RECORDS TO USE -
* BEGIN *
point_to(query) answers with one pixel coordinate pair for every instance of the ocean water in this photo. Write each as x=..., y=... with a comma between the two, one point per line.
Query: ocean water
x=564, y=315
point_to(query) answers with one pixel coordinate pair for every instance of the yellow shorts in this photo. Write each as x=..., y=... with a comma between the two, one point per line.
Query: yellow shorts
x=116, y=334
* END *
* BEGIN *
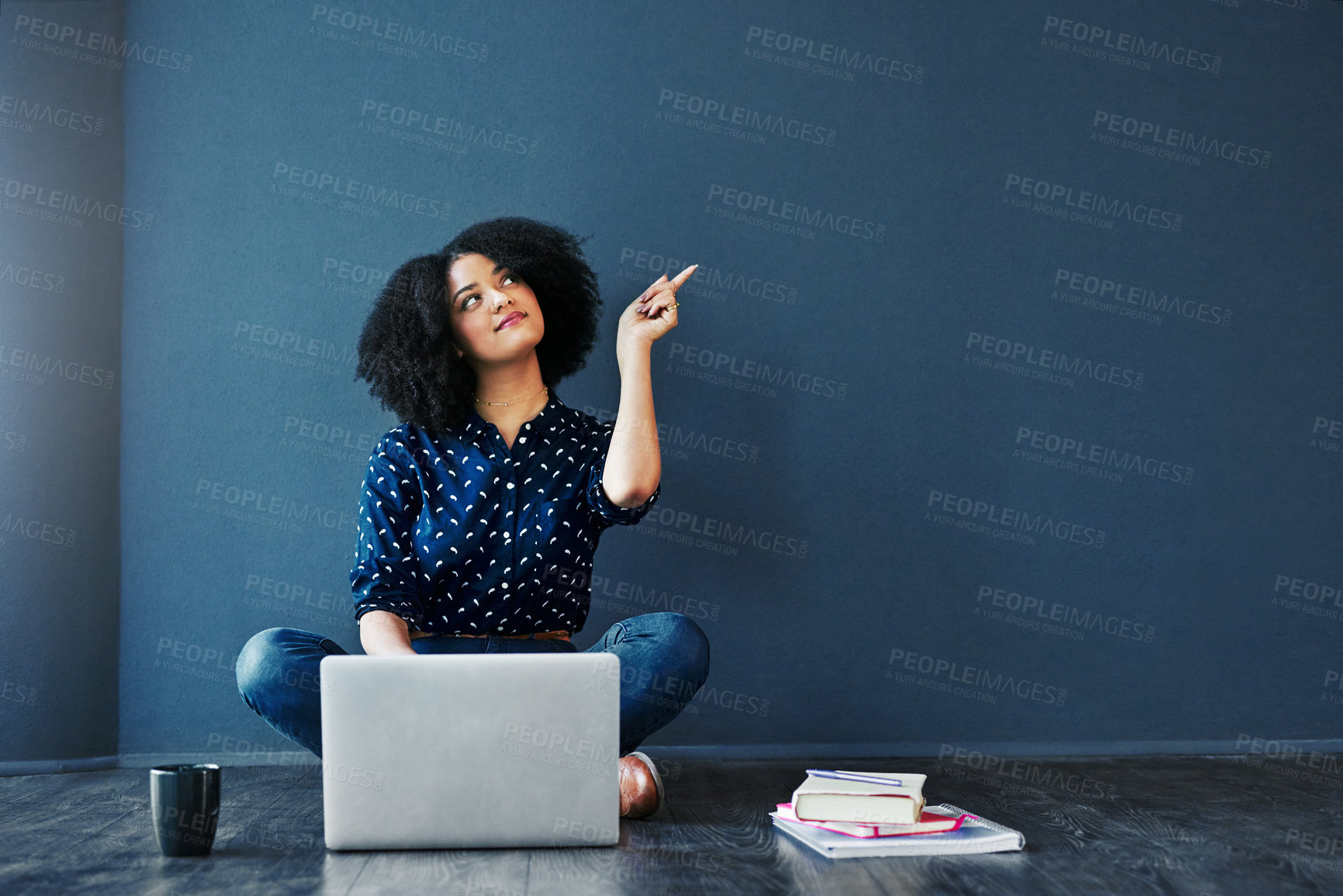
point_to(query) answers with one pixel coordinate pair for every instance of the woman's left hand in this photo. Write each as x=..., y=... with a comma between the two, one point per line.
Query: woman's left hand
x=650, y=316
* END *
* BEGIN *
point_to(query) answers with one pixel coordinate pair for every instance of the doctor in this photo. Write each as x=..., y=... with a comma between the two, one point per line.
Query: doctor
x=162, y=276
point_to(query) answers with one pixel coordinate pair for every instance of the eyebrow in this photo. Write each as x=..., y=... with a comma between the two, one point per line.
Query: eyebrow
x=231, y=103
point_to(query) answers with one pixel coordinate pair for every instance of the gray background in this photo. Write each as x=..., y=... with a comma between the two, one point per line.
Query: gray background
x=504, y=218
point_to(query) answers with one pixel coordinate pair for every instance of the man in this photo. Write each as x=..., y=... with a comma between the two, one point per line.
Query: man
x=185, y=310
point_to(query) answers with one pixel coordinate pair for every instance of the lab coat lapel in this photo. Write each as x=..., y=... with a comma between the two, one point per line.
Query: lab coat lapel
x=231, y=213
* END *
TASK STATEMENT - Revise the records from the line with "of the eyebrow" to the line with "x=231, y=103", putting "one point on each line" in place of "one point per line" and leaving everything else unchanged.

THE RESULT -
point_to(query) answers with one pixel coordinate pair for every instance of the eyebrow in this photo. Write each as x=..., y=... with a comma between the two, one point on each line.
Query: eyebrow
x=231, y=103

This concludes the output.